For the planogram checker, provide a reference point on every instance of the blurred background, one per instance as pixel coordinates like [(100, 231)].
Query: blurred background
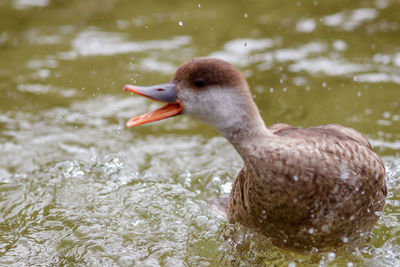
[(77, 187)]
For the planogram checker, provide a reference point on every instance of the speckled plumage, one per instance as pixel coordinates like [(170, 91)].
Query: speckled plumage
[(316, 187)]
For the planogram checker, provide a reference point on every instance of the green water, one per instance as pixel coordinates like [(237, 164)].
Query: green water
[(78, 188)]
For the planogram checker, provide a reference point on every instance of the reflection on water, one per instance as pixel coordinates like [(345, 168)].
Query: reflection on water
[(77, 187)]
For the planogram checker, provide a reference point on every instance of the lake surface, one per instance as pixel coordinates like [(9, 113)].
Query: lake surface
[(79, 188)]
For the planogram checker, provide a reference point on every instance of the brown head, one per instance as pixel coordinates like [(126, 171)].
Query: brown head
[(208, 89)]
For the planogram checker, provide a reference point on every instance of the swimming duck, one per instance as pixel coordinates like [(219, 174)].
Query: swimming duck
[(314, 187)]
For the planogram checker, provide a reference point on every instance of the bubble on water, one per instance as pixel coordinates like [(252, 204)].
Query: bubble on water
[(201, 220)]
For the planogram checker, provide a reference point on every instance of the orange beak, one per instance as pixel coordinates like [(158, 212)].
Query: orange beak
[(164, 93)]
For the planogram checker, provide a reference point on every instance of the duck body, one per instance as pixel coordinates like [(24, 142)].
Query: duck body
[(315, 187)]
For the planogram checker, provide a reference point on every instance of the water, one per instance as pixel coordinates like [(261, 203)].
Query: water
[(77, 187)]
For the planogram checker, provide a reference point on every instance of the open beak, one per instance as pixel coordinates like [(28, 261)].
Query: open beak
[(164, 93)]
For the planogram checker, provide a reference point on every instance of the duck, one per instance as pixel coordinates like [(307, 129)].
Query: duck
[(302, 188)]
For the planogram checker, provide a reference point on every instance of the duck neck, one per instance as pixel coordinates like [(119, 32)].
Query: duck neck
[(246, 133)]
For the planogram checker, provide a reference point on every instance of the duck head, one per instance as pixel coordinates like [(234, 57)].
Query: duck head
[(207, 89)]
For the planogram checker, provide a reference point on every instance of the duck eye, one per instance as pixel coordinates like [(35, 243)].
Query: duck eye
[(199, 83)]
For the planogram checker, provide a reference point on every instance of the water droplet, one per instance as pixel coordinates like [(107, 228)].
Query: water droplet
[(331, 256)]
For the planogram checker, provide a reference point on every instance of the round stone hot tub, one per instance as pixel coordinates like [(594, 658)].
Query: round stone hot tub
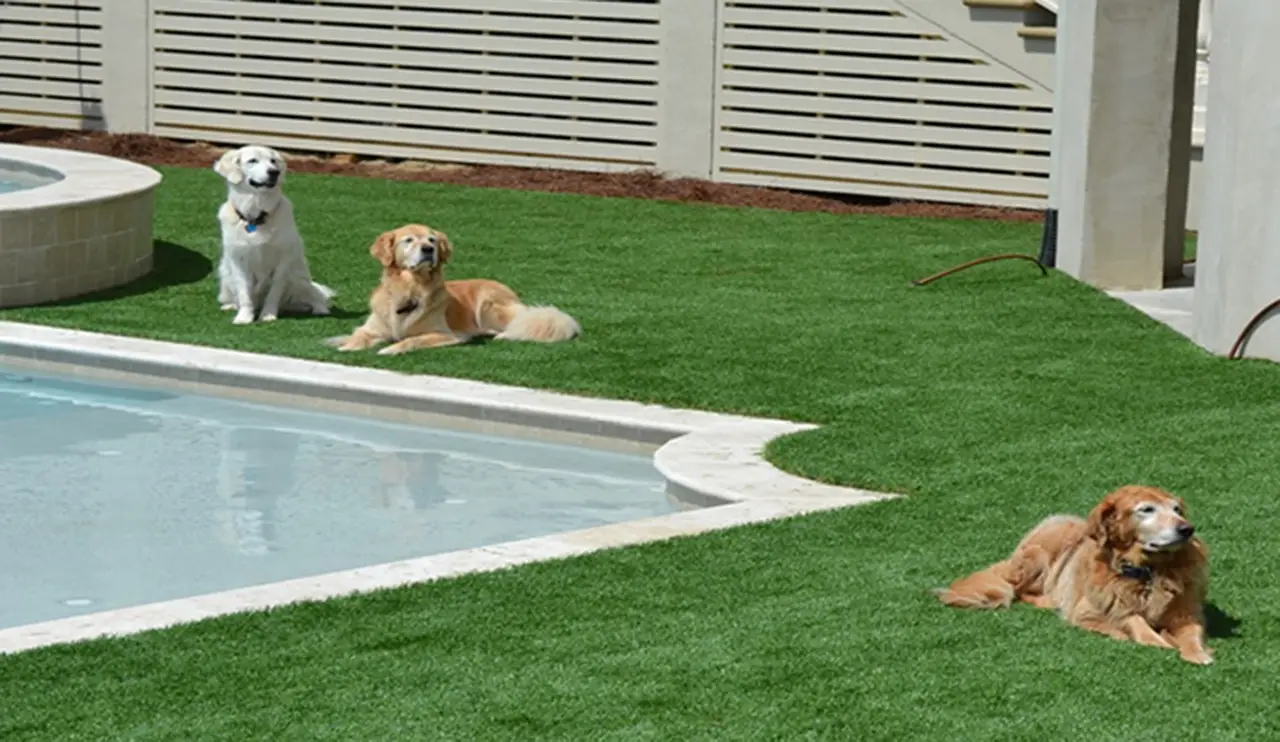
[(71, 223)]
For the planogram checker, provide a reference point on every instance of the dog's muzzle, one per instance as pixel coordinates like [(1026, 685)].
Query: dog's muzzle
[(425, 256), (273, 177)]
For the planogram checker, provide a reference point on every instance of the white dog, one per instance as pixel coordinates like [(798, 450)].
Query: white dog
[(264, 265)]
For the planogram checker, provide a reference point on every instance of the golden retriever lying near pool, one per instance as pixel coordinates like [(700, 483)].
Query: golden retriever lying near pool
[(414, 306), (1133, 571)]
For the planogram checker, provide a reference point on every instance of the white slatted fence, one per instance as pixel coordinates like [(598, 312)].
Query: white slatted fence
[(864, 96), (51, 63), (565, 83)]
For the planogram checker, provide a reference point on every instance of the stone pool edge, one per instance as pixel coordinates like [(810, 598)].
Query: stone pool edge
[(707, 458)]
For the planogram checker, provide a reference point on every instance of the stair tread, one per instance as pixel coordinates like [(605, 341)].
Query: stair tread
[(1009, 4), (1037, 32)]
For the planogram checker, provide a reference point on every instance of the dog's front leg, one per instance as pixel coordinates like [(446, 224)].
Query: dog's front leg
[(275, 291), (368, 335), (1188, 639), (243, 289), (1141, 632), (421, 342)]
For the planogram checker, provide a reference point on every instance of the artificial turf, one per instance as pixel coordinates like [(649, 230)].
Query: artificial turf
[(991, 398)]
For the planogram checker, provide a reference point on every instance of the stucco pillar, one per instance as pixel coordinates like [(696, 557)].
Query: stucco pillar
[(1238, 256), (1125, 115)]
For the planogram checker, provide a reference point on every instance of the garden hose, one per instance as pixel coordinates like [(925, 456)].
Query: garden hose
[(979, 261), (1237, 351)]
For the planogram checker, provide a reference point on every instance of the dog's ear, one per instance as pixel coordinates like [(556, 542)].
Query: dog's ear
[(443, 248), (384, 248), (282, 157), (228, 166)]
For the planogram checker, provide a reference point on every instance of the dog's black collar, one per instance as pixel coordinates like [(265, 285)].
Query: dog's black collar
[(1134, 572), (252, 224)]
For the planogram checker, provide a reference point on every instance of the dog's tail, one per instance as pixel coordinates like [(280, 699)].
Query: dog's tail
[(999, 585), (540, 325), (990, 587)]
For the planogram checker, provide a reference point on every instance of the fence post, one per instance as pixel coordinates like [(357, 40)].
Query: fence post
[(686, 86), (1125, 134), (127, 65)]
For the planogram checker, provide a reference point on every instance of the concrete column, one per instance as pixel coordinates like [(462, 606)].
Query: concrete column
[(127, 65), (686, 87), (1125, 117), (1238, 260)]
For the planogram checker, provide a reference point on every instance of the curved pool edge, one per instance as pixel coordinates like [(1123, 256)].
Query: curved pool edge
[(709, 459), (87, 232), (87, 178)]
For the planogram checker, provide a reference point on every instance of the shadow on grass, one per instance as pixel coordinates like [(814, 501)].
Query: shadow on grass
[(172, 265), (1219, 623)]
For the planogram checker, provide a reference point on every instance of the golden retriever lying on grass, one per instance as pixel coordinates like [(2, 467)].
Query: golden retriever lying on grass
[(415, 307), (1133, 571)]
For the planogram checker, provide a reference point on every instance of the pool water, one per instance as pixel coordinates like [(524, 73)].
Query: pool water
[(113, 495)]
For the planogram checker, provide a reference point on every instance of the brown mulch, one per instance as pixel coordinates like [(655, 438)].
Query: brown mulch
[(159, 151)]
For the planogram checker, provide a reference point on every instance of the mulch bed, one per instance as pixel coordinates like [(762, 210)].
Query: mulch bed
[(159, 151)]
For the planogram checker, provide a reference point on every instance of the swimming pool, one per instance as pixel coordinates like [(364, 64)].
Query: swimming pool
[(114, 495)]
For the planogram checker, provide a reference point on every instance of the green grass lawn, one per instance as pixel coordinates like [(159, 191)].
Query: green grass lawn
[(992, 398)]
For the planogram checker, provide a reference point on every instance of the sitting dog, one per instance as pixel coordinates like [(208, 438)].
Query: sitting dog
[(414, 306), (1133, 571), (264, 264)]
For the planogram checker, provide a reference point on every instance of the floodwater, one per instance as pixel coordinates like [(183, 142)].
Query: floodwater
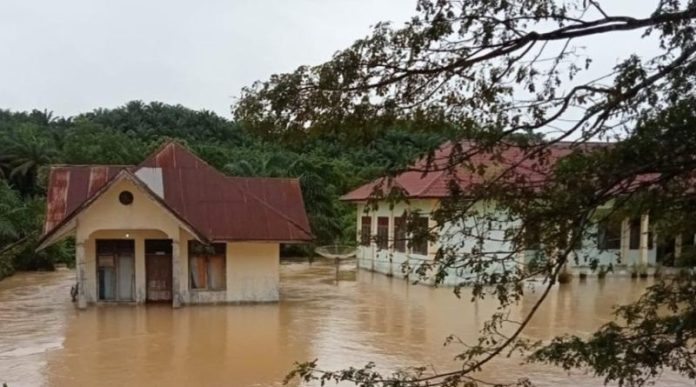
[(44, 340)]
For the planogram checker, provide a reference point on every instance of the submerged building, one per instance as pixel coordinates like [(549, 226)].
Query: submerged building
[(173, 229), (384, 243)]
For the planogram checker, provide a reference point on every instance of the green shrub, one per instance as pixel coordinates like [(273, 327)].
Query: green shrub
[(564, 277)]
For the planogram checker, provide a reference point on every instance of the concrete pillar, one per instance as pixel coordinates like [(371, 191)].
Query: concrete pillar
[(140, 268), (373, 242), (677, 246), (644, 233), (80, 265), (176, 274), (519, 254), (625, 239)]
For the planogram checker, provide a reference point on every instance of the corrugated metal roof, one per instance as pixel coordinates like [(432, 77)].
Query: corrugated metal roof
[(423, 180), (219, 207)]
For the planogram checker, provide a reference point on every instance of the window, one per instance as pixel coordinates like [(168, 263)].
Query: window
[(419, 241), (609, 235), (383, 233), (400, 234), (634, 238), (365, 230), (207, 266)]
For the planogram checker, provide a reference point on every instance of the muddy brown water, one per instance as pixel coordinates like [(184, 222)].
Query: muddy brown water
[(44, 340)]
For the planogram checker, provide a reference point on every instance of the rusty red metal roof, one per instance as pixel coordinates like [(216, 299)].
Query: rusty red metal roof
[(71, 185), (432, 178), (217, 206)]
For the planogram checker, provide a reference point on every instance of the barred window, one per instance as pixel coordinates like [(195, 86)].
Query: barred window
[(400, 234), (365, 230), (419, 239), (207, 266), (383, 233)]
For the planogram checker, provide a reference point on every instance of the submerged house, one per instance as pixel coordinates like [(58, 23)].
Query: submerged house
[(173, 229), (384, 243)]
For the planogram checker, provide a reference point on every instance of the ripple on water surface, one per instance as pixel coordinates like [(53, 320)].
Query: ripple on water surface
[(367, 317)]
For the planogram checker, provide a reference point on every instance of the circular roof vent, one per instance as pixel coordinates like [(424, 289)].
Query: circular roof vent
[(125, 197)]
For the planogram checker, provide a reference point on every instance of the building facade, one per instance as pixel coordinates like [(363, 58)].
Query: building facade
[(173, 229), (384, 245)]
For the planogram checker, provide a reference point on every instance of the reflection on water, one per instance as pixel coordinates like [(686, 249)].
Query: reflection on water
[(44, 340)]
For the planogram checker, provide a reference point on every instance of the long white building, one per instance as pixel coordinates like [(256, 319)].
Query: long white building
[(386, 247)]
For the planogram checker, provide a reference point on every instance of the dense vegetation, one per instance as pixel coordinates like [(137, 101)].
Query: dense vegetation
[(525, 67), (327, 164)]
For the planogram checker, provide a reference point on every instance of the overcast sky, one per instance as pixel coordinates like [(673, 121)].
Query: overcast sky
[(73, 56)]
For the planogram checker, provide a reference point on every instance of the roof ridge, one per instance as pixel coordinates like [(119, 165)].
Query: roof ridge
[(276, 211), (427, 186), (136, 180)]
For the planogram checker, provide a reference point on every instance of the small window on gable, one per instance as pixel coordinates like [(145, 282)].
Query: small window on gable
[(207, 266), (365, 230), (419, 238), (609, 235), (634, 235)]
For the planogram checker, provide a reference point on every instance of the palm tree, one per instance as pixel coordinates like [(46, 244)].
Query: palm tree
[(24, 152)]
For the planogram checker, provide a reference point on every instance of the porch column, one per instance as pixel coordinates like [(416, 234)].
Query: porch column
[(176, 274), (644, 224), (80, 264), (520, 251), (390, 242), (373, 234), (677, 246), (625, 239)]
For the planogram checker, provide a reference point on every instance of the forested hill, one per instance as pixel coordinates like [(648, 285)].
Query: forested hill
[(328, 164)]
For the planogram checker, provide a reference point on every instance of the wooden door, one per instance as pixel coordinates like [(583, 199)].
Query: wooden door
[(158, 270), (159, 277)]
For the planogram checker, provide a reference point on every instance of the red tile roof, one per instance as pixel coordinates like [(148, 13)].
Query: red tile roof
[(217, 206), (432, 178)]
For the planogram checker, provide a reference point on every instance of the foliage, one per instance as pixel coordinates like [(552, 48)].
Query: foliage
[(494, 74), (326, 165)]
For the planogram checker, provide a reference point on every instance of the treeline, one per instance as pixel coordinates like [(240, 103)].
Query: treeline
[(328, 164)]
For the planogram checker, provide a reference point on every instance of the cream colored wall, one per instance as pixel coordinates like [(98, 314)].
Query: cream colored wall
[(252, 271), (107, 213), (107, 218), (252, 274), (139, 237), (252, 267)]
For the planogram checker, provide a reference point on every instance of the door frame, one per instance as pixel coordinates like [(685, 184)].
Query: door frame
[(116, 269), (170, 261)]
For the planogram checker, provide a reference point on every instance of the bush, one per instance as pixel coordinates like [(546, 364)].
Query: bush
[(564, 277), (687, 257)]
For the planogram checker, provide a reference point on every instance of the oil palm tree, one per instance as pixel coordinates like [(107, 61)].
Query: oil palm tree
[(24, 152)]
======
(DIRECTIONS) Please quote the lines of the material, beginning with the first and ending with the one that contains "like [(252, 204)].", exactly as written and without any pictures.

(EXERCISE RESPONSE)
For the planogram checker, provide a reference point on every instance of the blurred background, one per instance as pixel coordinates like [(100, 231)].
Query: blurred background
[(77, 187)]
For the planogram checker, provide a reference point on every instance of the speckled plumage, one per instance as pixel coordinates like [(170, 91)].
Query: speckled plumage
[(316, 187)]
For the planogram checker, provide a reference point on every instance of the green water, one per instance as pixel coordinates like [(237, 164)].
Query: green water
[(78, 188)]
For the planogram checker, provide a reference point on every instance of the reflection on water, one per instance as pixel coordinates like [(345, 168)].
Query: reflection on water
[(77, 187)]
For the planogram checker, provide a reference point on every instance of the lake surface, one per instance as pixel coordinates like [(9, 113)].
Query: lake surface
[(79, 188)]
For the planogram checker, provide a reference point on every instance of the brown head, one per instance as pixel coordinates like [(126, 171)].
Query: brown head
[(208, 89)]
For the planogram checker, provide a reference point on every instance of the swimming duck, one per instance as pixel coordinates like [(219, 174)].
Query: swimming duck
[(314, 187)]
For the planogram checker, provide a reference point on every instance of the bubble on water, one per instance as pixel coordinates like [(252, 204)].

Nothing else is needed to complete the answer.